◆ **Selected excerpt**:

◇ ◇ ◇ ◇ ◇ ◇ ◇

Knowledge Graph Configuration Guide

Overview

This guide covers all configuration options for the AIECS Knowledge Graph system, including storage backends, feature flags, and performance tuning.

Table of Contents

  1. Storage Configuration

  2. Feature Flags

  3. Knowledge Fusion Configuration

  4. Reranking Configuration

  5. Cache Configuration

  6. Query Optimization

  7. Environment Variables

  8. Configuration Examples

Storage Configuration

Backend Selection

Choose the appropriate storage backend based on your use case:

# In-memory (default) - Fast, no persistence
KG_STORAGE_BACKEND=inmemory

# SQLite - File-based persistence, single-user
KG_STORAGE_BACKEND=sqlite

# PostgreSQL - Production-ready, multi-user
KG_STORAGE_BACKEND=postgresql

In-Memory Configuration

# Maximum number of nodes (default: 100000)
KG_INMEMORY_MAX_NODES=100000

Use Cases:

  • Development and testing

  • Temporary graphs

  • Small to medium datasets (<100K nodes)

SQLite Configuration

# Database file path (default: ./storage/knowledge_graph.db)
KG_SQLITE_DB_PATH=./storage/knowledge_graph.db

Use Cases:

  • Single-user applications

  • File-based persistence

  • Medium datasets (<1M nodes)

PostgreSQL Configuration

# PostgreSQL connection settings
KG_POSTGRES_HOST=localhost
KG_POSTGRES_PORT=5432
KG_POSTGRES_USER=postgres
KG_POSTGRES_PASSWORD=your_password
KG_POSTGRES_DATABASE=knowledge_graph

# Connection pool settings
KG_MIN_POOL_SIZE=5
KG_MAX_POOL_SIZE=20

# Enable pgvector for optimized vector search (requires pgvector extension)
KG_ENABLE_PGVECTOR=false

Use Cases:

  • Production deployments

  • Multi-user applications

  • Large datasets (>1M nodes)

  • High concurrency

Feature Flags

Control which features are enabled in your deployment:

Runnable Pattern

# Enable Runnable pattern for composable operations (default: true)
KG_ENABLE_RUNNABLE_PATTERN=true

Benefits:

  • Composable graph operations

  • Pipeline chaining

  • Async/sync compatibility

When to disable:

  • Legacy code compatibility

  • Simplified debugging

Knowledge Fusion

# Enable cross-document entity merging (default: true)
KG_ENABLE_KNOWLEDGE_FUSION=true

Benefits:

  • Merge duplicate entities across documents

  • Resolve property conflicts

  • Track provenance

When to disable:

  • Single-document graphs

  • No duplicate entities expected

Result Reranking

# Enable search result reranking (default: true)

◇ ◇ ◇ ◇ ◇ ◇ ◇

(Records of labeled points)
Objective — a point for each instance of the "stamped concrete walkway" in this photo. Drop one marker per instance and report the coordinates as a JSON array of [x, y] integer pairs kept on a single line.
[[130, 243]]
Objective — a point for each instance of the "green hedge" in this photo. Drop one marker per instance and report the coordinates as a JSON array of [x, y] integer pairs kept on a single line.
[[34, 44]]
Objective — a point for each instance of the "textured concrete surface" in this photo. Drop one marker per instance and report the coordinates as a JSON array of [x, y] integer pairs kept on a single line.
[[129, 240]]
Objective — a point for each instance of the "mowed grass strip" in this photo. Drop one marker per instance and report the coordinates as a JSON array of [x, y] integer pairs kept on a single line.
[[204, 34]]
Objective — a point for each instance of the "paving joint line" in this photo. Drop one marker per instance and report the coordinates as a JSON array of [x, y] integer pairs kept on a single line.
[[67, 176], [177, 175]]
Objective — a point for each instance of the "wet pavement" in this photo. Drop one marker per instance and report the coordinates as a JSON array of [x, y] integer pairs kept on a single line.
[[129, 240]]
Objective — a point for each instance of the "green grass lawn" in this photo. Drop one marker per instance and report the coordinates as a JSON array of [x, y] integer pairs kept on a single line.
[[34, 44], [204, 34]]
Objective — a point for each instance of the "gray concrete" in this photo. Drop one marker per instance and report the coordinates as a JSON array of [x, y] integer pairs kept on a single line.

◇ ◇ ◇ ◇ ◇ ◇ ◇

◆ **Directions**:
• 1. Summarize the knowledge graph configuration guide in two sentences.
• 2. Write the next part of the knowledge graph configuration guide, picking up from its final line.

◆ **Expected results**:
• 1. The guide covers configuration options for the AIECS Knowledge Graph system, including storage backends, feature flags, and performance tuning. It describes the in-memory, SQLite, and PostgreSQL backends with their settings and use cases, and it explains feature flags such as the Runnable pattern and knowledge fusion, both of which are enabled by default.

• 2.
KG_ENABLE_RERANKING=true

Benefits:

  • Improved search relevance

  • Multiple ranking signals

  • Better precision

When to disable:

  • Performance-critical applications

  • Simple search requirements

Logical Queries

# Enable logical query parsing (default: true)
KG_ENABLE_LOGICAL_QUERIES=true

Benefits:

  • Natural language to structured queries

  • Query validation

  • Execution planning

When to disable:

  • Simple query patterns only

  • No NLP requirements

Structured Data Import

# Enable CSV/JSON import (default: true)
KG_ENABLE_STRUCTURED_IMPORT=true

Benefits:

  • Import from CSV/JSON files

  • Schema mapping

  • Bulk data loading

When to disable:

  • Text-only extraction

  • No structured data sources

Knowledge Fusion Configuration

Similarity Threshold

# Similarity threshold for entity fusion (0.0-1.0, default: 0.85)
KG_FUSION_SIMILARITY_THRESHOLD=0.85

Guidelines:

  • 0.95-1.0: Very strict, only near-identical entities

  • 0.85-0.95: Balanced (recommended)

  • 0.70-0.85: Lenient, more merges

  • <0.70: Very lenient, risk of false positives

Conflict Resolution Strategy

# Strategy for resolving property conflicts (default: most_complete)
KG_FUSION_CONFLICT_RESOLUTION=most_complete

Available Strategies:

  1. most_complete: Prefer non-empty, longer values (default)

    • Best for: General use, data enrichment

  2. most_recent: Prefer values from most recent timestamp

    • Best for: Time-sensitive data, news articles

  3. most_confident: Prefer values from most confident sources

    • Best for: Weighted sources, quality-ranked data

  4. longest: Prefer longest string values

    • Best for: Descriptions, detailed text

  5. keep_all: Keep all conflicting values as a list

    • Best for: Preserving all information, manual review

Reranking Configuration

Default Strategy

# Default reranking strategy (default: hybrid)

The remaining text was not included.